[start RECORD LIST]

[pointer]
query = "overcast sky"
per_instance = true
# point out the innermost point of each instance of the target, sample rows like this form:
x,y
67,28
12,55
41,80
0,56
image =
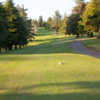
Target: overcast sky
x,y
46,8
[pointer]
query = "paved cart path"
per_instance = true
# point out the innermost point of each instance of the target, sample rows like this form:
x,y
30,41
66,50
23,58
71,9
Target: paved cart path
x,y
78,47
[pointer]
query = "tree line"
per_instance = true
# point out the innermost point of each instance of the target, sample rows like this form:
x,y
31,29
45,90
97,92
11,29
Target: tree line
x,y
84,19
15,27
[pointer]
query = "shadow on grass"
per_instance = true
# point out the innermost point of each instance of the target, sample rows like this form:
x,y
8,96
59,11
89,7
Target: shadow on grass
x,y
80,95
50,46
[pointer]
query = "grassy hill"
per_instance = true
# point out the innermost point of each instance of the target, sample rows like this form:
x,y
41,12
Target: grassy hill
x,y
48,69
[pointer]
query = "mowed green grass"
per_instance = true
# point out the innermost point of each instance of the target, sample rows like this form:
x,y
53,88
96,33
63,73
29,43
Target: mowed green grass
x,y
93,43
49,70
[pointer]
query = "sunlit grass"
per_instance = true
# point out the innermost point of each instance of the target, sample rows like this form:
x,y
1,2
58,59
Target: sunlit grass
x,y
48,69
92,43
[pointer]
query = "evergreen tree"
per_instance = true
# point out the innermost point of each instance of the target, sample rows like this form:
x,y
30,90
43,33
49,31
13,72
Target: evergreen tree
x,y
56,21
12,20
75,18
91,17
63,26
3,27
40,21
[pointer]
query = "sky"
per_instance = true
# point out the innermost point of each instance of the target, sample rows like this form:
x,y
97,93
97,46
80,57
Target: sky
x,y
45,8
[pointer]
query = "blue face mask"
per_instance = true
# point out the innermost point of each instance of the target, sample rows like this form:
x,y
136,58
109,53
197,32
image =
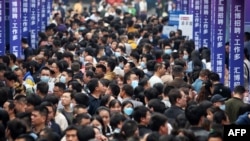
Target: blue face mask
x,y
168,51
45,79
185,57
117,54
134,83
62,79
143,65
128,111
223,107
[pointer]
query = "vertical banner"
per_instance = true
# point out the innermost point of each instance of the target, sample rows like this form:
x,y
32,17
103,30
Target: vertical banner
x,y
178,5
184,6
205,26
15,27
25,18
236,56
2,27
186,25
33,23
196,25
38,15
43,15
49,10
218,36
190,6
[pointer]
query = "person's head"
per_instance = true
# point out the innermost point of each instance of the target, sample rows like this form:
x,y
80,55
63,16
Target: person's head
x,y
85,133
80,109
24,137
33,100
58,89
96,121
66,98
215,136
39,116
142,115
20,103
218,100
127,91
156,105
88,75
42,89
51,110
127,108
113,89
9,107
15,128
178,71
159,123
100,70
19,73
104,112
45,74
95,86
177,97
239,91
10,78
115,106
68,75
81,98
130,129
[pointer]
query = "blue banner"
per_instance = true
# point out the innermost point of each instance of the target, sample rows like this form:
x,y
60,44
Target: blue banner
x,y
2,27
218,36
184,6
38,15
236,43
196,25
174,17
178,5
205,26
49,10
43,15
191,7
33,23
15,27
25,19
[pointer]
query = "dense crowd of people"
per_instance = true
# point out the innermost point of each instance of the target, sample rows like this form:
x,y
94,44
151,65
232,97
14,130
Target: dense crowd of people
x,y
107,72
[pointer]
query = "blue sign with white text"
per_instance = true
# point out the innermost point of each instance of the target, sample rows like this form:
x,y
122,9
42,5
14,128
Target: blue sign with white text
x,y
15,27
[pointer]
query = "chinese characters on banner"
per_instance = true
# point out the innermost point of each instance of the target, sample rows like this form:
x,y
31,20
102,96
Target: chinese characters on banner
x,y
218,36
205,27
15,27
191,7
43,15
178,5
38,15
196,24
236,56
186,25
2,27
33,23
184,6
25,18
49,9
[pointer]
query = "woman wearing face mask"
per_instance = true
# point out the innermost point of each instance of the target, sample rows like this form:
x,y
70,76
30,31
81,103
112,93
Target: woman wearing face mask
x,y
127,109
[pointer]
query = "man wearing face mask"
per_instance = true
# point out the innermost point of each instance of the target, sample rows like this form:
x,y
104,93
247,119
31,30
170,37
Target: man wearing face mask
x,y
126,94
218,101
45,76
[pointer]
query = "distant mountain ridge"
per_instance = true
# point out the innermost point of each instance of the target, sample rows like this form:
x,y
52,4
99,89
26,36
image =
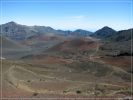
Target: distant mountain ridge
x,y
20,32
104,32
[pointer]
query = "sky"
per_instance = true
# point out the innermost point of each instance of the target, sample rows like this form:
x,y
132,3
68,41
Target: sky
x,y
69,14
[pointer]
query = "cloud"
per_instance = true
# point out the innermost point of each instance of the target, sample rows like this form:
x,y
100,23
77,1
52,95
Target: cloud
x,y
78,17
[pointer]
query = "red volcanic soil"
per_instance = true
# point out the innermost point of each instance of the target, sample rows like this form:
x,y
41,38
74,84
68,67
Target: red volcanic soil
x,y
123,61
52,60
75,44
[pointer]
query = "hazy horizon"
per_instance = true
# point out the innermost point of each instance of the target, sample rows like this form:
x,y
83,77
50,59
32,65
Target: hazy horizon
x,y
69,15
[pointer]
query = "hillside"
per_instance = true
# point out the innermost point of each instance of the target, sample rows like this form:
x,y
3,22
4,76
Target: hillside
x,y
104,32
20,32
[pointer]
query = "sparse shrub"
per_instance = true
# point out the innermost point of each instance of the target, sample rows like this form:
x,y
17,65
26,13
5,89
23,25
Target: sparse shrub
x,y
28,81
78,92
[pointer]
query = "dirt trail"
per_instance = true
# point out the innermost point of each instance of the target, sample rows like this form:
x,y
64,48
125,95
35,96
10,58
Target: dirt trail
x,y
19,83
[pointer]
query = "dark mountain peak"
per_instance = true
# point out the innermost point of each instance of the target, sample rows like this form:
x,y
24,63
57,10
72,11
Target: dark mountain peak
x,y
107,28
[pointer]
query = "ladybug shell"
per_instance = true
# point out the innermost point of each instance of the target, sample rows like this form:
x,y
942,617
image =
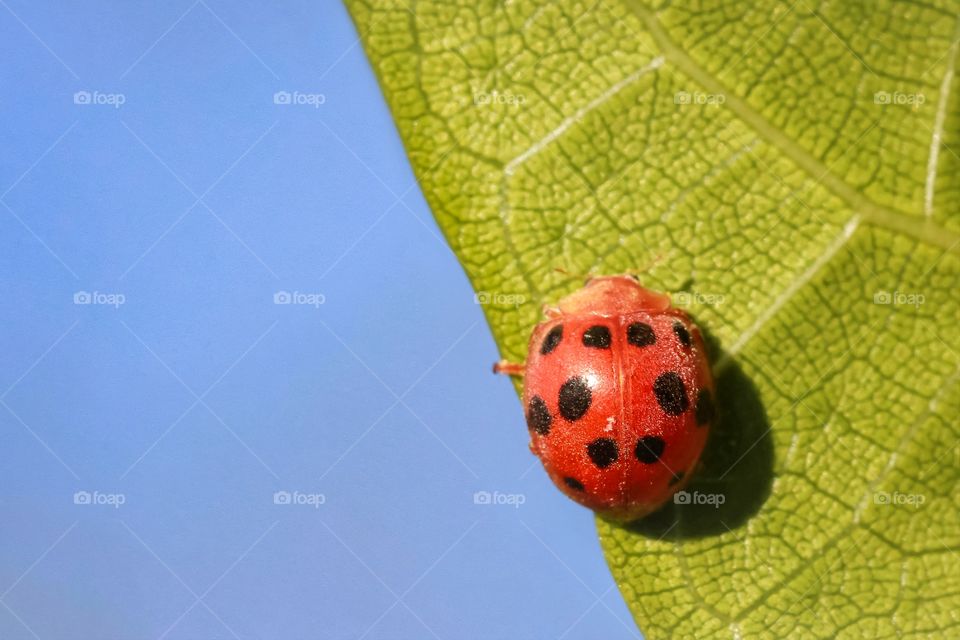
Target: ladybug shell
x,y
618,396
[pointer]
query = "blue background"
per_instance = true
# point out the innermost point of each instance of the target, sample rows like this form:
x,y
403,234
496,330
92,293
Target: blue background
x,y
194,401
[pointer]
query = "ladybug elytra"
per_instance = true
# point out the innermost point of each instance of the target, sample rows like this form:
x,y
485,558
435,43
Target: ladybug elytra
x,y
618,396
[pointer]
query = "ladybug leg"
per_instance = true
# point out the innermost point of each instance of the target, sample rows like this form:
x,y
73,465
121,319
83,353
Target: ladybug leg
x,y
551,312
508,368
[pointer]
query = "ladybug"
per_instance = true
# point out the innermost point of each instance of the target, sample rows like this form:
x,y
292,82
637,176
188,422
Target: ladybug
x,y
618,395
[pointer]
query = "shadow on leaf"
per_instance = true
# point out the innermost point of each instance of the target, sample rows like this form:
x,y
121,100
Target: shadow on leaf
x,y
736,468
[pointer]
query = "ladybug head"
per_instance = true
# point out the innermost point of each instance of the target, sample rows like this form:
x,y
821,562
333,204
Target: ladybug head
x,y
612,295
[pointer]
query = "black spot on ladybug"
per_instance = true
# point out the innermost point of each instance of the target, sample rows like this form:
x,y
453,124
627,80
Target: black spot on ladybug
x,y
671,394
603,452
538,416
597,337
682,334
640,334
575,398
649,449
551,340
704,408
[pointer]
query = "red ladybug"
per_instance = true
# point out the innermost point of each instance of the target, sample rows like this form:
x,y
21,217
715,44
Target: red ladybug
x,y
618,396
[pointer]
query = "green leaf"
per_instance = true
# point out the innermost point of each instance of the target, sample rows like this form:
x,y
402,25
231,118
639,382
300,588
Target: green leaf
x,y
785,169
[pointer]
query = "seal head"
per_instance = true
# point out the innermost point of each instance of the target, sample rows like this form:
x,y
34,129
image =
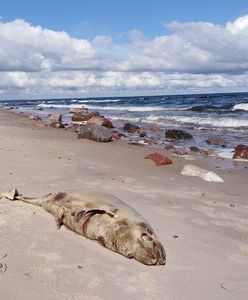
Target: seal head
x,y
138,241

[end RECORD LIST]

GIVEN EXERCISE: Select every line in the records above that contains the string "elytra", and copy each one out. Match case exactly.

ANSWER TO THIS PROBLEM:
query = "ladybug elytra"
Target: ladybug elytra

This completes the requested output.